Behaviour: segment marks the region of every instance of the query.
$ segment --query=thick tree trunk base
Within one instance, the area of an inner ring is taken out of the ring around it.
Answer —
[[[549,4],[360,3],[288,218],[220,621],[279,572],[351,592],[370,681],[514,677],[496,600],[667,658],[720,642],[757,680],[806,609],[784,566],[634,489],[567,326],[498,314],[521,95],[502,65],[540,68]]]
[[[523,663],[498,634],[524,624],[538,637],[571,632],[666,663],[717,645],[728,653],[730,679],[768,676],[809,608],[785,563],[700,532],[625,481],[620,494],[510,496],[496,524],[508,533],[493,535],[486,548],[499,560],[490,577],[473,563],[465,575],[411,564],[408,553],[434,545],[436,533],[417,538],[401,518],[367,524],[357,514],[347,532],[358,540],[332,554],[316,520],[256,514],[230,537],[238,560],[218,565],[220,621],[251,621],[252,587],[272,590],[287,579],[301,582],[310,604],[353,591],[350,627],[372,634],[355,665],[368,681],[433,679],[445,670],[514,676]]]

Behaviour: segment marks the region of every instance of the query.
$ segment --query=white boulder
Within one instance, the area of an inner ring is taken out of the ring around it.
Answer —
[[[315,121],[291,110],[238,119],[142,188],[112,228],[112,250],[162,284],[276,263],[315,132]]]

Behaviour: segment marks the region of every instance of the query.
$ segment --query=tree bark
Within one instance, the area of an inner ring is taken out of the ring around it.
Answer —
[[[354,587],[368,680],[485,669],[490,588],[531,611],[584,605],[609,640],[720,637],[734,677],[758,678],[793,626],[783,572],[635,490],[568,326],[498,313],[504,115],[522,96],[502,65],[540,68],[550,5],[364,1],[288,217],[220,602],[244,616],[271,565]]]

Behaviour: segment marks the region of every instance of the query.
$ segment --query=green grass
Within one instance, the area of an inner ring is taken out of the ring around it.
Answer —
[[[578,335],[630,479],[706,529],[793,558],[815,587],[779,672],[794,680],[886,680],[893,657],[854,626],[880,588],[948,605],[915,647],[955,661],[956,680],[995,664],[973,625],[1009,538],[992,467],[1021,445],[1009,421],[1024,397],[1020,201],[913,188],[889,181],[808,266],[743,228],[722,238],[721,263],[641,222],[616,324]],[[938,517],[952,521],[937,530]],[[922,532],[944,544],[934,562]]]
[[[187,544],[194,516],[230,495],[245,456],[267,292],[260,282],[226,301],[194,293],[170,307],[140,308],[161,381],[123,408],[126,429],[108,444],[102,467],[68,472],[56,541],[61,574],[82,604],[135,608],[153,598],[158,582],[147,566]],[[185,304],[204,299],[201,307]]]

--

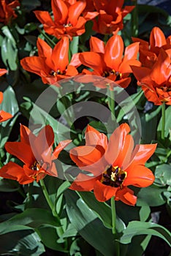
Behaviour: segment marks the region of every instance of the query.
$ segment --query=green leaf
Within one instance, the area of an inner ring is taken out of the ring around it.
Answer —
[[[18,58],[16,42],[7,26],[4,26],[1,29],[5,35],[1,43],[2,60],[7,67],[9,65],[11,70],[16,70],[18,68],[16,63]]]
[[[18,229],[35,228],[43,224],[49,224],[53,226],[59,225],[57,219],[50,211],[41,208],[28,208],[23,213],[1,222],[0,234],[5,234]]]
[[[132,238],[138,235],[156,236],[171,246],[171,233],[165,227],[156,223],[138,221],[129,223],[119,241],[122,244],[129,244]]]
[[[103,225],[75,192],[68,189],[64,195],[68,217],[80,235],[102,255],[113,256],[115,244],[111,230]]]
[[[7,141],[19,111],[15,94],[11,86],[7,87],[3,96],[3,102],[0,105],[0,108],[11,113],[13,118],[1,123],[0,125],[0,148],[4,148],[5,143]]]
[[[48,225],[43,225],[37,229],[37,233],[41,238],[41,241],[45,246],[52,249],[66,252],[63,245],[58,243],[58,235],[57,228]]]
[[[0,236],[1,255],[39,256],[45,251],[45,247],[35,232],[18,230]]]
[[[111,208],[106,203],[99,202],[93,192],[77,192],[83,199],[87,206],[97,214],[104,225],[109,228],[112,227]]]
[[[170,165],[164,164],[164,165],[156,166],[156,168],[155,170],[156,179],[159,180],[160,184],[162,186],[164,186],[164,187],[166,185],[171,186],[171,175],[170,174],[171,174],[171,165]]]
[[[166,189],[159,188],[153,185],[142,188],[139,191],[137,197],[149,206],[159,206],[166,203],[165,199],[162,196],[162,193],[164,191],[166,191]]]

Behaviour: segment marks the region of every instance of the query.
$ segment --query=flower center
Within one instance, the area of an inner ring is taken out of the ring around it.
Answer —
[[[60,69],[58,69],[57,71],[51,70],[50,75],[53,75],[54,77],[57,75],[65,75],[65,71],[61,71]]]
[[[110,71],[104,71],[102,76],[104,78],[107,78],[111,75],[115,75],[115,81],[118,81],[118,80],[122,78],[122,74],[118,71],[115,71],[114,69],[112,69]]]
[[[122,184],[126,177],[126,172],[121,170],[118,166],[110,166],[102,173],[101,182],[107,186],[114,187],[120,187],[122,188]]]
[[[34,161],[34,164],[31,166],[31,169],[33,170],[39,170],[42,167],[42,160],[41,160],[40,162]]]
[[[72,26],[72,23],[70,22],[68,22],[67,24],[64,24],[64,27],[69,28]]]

● Short problem:
Pull out every line of the material above that contains the string "green".

● Exercise result:
$ segment --query=green grass
$ segment --query=green leaf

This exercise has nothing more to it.